Records from a data collection

%%

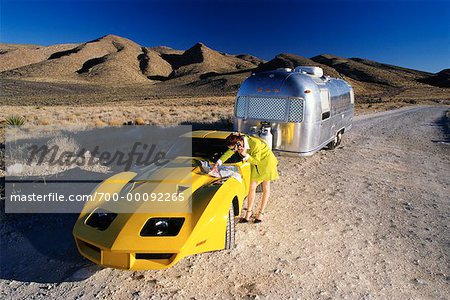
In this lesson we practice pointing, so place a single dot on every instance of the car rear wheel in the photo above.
(230, 232)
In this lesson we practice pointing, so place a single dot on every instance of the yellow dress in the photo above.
(263, 161)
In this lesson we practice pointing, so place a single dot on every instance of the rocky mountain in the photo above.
(116, 61)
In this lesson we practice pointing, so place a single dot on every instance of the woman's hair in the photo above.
(234, 138)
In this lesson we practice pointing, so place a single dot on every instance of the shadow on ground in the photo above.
(40, 248)
(444, 125)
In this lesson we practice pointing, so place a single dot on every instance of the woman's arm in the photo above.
(225, 156)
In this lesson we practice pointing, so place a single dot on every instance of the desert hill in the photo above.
(116, 61)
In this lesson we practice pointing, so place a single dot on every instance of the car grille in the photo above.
(153, 255)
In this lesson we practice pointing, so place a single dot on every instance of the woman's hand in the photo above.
(242, 151)
(214, 169)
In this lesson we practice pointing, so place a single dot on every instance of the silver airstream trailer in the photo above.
(297, 111)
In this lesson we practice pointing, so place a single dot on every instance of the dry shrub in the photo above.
(139, 121)
(44, 121)
(100, 123)
(115, 122)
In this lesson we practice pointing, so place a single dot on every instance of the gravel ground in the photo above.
(369, 220)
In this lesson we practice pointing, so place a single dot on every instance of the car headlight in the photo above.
(162, 227)
(100, 219)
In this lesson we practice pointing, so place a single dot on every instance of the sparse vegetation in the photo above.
(15, 120)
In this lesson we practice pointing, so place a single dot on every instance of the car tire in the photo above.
(230, 231)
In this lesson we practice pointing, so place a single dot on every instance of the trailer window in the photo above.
(266, 108)
(285, 109)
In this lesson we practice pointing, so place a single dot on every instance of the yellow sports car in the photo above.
(155, 239)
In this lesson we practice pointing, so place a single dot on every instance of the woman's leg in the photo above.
(265, 198)
(251, 199)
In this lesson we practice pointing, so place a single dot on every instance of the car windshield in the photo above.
(209, 149)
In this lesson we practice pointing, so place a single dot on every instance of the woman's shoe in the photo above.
(258, 219)
(246, 218)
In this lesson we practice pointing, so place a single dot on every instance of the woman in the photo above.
(263, 168)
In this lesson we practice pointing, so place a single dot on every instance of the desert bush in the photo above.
(15, 120)
(139, 121)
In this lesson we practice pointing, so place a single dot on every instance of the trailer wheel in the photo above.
(339, 138)
(230, 231)
(333, 144)
(336, 142)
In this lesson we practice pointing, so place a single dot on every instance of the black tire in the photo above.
(336, 142)
(339, 138)
(230, 231)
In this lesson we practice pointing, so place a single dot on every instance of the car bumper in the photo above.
(126, 260)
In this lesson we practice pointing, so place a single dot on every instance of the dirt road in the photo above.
(369, 220)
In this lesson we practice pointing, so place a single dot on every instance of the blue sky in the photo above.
(414, 34)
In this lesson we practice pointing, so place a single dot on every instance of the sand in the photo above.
(366, 221)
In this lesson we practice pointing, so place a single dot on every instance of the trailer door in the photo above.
(325, 103)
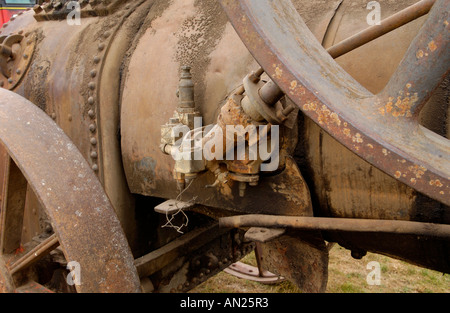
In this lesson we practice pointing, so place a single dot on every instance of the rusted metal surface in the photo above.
(57, 10)
(248, 272)
(82, 216)
(339, 224)
(284, 46)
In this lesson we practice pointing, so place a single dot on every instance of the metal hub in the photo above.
(382, 129)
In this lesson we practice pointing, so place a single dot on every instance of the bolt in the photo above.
(48, 228)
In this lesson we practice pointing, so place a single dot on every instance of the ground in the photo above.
(346, 275)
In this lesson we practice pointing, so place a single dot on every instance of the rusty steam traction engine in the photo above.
(94, 111)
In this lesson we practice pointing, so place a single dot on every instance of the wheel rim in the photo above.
(382, 129)
(85, 226)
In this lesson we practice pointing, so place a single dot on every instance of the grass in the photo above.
(346, 275)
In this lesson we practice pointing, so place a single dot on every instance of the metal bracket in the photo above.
(172, 206)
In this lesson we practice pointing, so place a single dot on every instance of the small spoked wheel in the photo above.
(58, 230)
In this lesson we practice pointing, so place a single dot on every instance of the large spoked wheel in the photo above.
(382, 129)
(82, 234)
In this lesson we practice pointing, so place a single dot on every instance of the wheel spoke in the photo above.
(13, 192)
(391, 23)
(35, 254)
(422, 69)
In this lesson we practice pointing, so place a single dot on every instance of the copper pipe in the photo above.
(391, 23)
(338, 224)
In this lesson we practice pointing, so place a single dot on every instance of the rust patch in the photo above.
(432, 46)
(436, 183)
(417, 170)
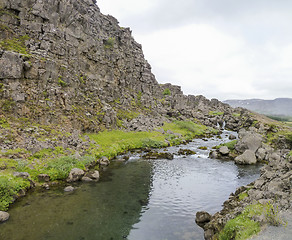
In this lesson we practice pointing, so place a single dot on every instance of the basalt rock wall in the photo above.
(65, 62)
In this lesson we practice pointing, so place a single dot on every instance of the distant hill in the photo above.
(276, 107)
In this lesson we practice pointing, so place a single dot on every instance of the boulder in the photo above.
(75, 175)
(4, 216)
(93, 175)
(224, 150)
(247, 158)
(13, 66)
(21, 174)
(186, 152)
(86, 179)
(232, 137)
(104, 161)
(248, 141)
(44, 177)
(156, 155)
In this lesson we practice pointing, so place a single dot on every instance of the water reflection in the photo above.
(136, 200)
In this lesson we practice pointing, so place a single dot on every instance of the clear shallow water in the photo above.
(136, 200)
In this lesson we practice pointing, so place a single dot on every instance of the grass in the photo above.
(9, 187)
(16, 45)
(112, 143)
(57, 162)
(167, 92)
(60, 168)
(242, 196)
(242, 227)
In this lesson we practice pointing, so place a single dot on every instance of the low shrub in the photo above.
(60, 168)
(9, 187)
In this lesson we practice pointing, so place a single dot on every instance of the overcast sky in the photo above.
(225, 49)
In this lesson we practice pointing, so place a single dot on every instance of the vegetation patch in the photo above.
(242, 196)
(215, 113)
(242, 226)
(126, 114)
(9, 187)
(16, 45)
(236, 115)
(167, 92)
(230, 145)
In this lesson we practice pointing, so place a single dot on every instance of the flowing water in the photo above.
(136, 200)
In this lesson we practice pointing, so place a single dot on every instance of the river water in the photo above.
(136, 200)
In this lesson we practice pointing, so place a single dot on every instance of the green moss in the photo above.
(109, 43)
(7, 105)
(215, 113)
(61, 82)
(5, 28)
(242, 196)
(16, 45)
(236, 115)
(112, 143)
(203, 148)
(242, 226)
(58, 169)
(151, 143)
(4, 123)
(187, 128)
(166, 92)
(230, 145)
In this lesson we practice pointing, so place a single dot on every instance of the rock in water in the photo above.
(69, 189)
(224, 150)
(202, 218)
(247, 158)
(4, 216)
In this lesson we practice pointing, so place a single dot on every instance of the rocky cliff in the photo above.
(64, 62)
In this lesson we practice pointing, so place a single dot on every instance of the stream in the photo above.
(136, 200)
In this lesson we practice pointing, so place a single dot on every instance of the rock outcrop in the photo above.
(4, 216)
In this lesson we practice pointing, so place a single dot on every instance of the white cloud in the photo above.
(125, 8)
(226, 49)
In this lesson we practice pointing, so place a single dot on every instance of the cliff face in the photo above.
(64, 62)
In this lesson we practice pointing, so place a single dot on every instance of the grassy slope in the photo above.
(58, 162)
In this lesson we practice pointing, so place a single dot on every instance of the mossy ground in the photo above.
(57, 161)
(242, 226)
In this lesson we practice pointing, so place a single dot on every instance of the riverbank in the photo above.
(22, 169)
(138, 198)
(281, 232)
(257, 204)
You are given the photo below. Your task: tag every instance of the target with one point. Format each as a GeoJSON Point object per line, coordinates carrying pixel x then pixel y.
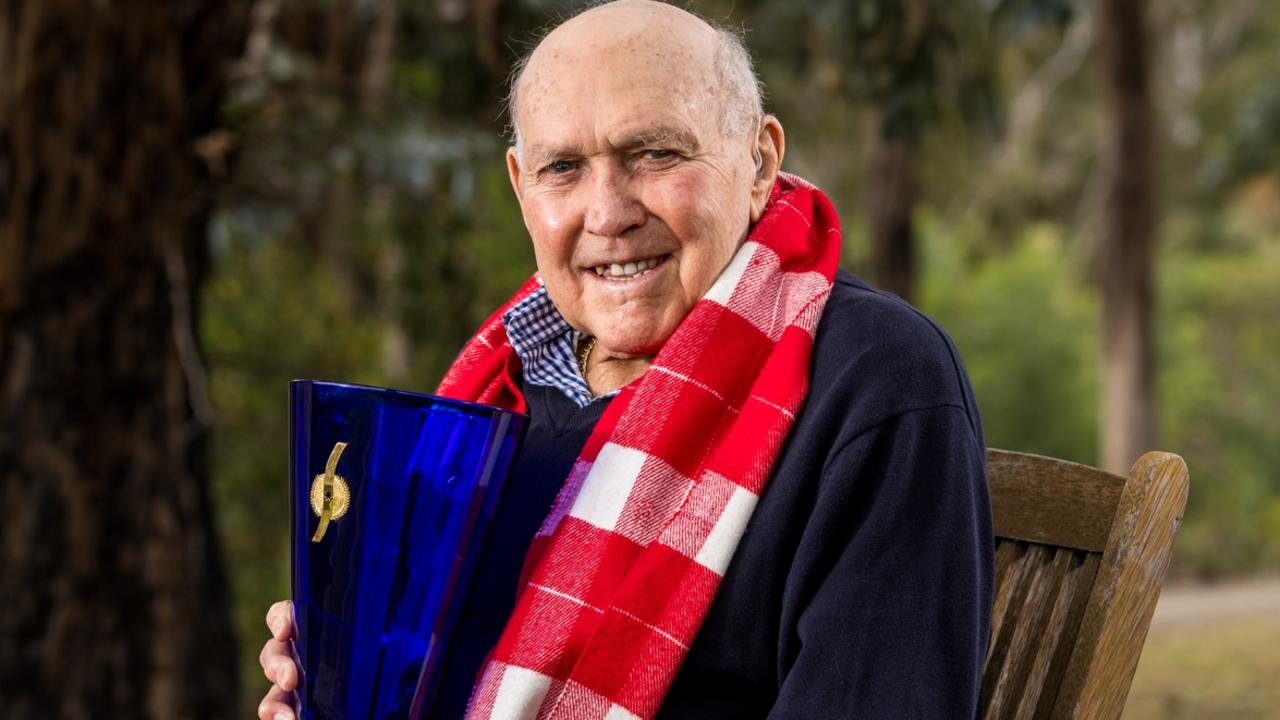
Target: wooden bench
{"type": "Point", "coordinates": [1080, 555]}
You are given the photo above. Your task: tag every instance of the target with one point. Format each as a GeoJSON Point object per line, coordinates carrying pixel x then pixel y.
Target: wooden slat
{"type": "Point", "coordinates": [1027, 633]}
{"type": "Point", "coordinates": [1079, 559]}
{"type": "Point", "coordinates": [1016, 564]}
{"type": "Point", "coordinates": [1051, 501]}
{"type": "Point", "coordinates": [1133, 566]}
{"type": "Point", "coordinates": [1056, 633]}
{"type": "Point", "coordinates": [1077, 587]}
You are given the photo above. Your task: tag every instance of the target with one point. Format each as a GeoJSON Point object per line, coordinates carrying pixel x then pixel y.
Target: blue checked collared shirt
{"type": "Point", "coordinates": [547, 346]}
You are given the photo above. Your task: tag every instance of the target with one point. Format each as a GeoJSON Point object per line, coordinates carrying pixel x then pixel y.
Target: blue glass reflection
{"type": "Point", "coordinates": [375, 597]}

%%

*WHAT THE EXERCISE ASKS*
State how many lines of the data above contain the word "rocky", and give only the number.

*OUTPUT OF THE TASK*
2